**SUPPLIED TEXT**
A defiant “No!” Banshee-like wails of rebellion. A willful collapse to the floor followed by violently flailing limbs. In short, a hissy fit of epic proportions. Does this sound familiar to you? If it does, maybe you’ve seen this display at the grocery store with a red-faced parent standing close by, or maybe you’re the red-faced parent. If you’re that red-faced parent, you’ve probably thrown up your hands dozens of times with thoughts like “How do I parent this child without having to put him in a padded cell?” and “How am I supposed to keep myself from turning into an ogre when he does this?”
For those of us in that boat, there is a reason why you can be thankful for your child’s fury. I know it seems unthinkable, but there is a legitimate reason to praise God for your angry child. Jesus says in Matthew 12:34, “… out of the abundance of the heart the mouth speaks.” This means that what is coming out of your child when he is yelling at you is coming from his heart. Your child, then, is not hiding who he is really is. He’s wearing his heart on his sleeve. When your child throws a fit, the true nature of his heart is not being manipulated or airbrushed so that what you see is the pretty version that’s easy on the eyes. No, you are getting a clear view of his sinful heart.

Lines of data
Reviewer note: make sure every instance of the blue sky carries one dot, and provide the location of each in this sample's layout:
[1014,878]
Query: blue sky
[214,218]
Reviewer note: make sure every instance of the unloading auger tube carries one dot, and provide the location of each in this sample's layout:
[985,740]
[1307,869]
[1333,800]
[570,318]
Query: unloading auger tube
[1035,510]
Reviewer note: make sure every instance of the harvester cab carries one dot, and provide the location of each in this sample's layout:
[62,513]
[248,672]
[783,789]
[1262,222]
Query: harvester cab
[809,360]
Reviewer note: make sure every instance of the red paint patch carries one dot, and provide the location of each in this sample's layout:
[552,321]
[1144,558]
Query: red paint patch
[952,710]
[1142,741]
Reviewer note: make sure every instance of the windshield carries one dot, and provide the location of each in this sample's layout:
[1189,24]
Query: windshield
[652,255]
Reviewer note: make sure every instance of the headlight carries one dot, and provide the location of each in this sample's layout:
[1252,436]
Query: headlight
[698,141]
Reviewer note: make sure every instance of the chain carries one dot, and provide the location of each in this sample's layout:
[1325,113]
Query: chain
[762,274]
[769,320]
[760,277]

...

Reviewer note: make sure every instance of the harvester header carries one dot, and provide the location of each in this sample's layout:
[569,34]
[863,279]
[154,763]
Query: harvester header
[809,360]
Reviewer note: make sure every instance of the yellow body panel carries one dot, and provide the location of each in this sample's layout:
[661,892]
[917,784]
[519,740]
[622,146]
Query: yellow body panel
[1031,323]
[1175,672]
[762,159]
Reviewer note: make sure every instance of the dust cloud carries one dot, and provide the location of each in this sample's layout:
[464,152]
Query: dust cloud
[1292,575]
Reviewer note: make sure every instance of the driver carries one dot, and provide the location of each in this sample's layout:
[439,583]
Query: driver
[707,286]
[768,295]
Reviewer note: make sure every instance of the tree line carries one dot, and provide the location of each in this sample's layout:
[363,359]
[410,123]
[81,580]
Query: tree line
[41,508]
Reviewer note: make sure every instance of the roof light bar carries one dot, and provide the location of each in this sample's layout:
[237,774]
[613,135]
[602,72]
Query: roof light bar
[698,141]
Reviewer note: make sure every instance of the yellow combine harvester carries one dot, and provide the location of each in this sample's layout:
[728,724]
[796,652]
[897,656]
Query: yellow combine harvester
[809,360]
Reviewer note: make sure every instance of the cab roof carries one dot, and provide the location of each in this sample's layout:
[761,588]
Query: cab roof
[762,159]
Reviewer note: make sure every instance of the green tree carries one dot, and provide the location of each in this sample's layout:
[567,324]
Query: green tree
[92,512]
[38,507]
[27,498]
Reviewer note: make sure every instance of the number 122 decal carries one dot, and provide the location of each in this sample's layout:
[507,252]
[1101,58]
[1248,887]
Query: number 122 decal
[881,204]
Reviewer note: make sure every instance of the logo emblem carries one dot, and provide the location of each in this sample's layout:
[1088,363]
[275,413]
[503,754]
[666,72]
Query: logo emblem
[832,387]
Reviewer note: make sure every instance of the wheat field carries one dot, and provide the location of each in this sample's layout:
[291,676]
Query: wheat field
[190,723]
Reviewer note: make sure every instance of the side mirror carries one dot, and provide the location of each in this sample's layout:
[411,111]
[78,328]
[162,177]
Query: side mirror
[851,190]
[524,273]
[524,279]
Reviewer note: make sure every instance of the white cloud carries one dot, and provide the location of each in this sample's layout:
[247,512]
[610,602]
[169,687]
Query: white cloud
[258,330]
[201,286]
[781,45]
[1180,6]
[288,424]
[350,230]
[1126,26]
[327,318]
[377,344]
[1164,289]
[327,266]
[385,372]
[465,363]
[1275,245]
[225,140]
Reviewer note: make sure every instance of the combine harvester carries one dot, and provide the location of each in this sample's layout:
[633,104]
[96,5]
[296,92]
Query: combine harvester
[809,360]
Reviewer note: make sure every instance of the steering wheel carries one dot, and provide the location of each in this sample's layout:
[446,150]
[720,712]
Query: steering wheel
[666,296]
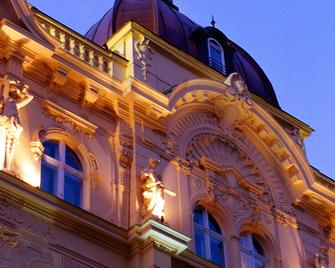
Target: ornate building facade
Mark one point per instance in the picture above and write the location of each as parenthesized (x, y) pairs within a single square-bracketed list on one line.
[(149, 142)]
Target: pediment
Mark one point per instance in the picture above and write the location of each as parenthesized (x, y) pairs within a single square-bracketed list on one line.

**WHAT IS ASKED**
From the passage on angry children, extract everything from "For those of" down to "his sinful heart.". The records have no connection to the passage on angry children.

**COMPLETE RESPONSE**
For those of us in that boat, there is a reason why you can be thankful for your child’s fury. I know it seems unthinkable, but there is a legitimate reason to praise God for your angry child. Jesus says in Matthew 12:34, “… out of the abundance of the heart the mouth speaks.” This means that what is coming out of your child when he is yelling at you is coming from his heart. Your child, then, is not hiding who he is really is. He’s wearing his heart on his sleeve. When your child throws a fit, the true nature of his heart is not being manipulated or airbrushed so that what you see is the pretty version that’s easy on the eyes. No, you are getting a clear view of his sinful heart.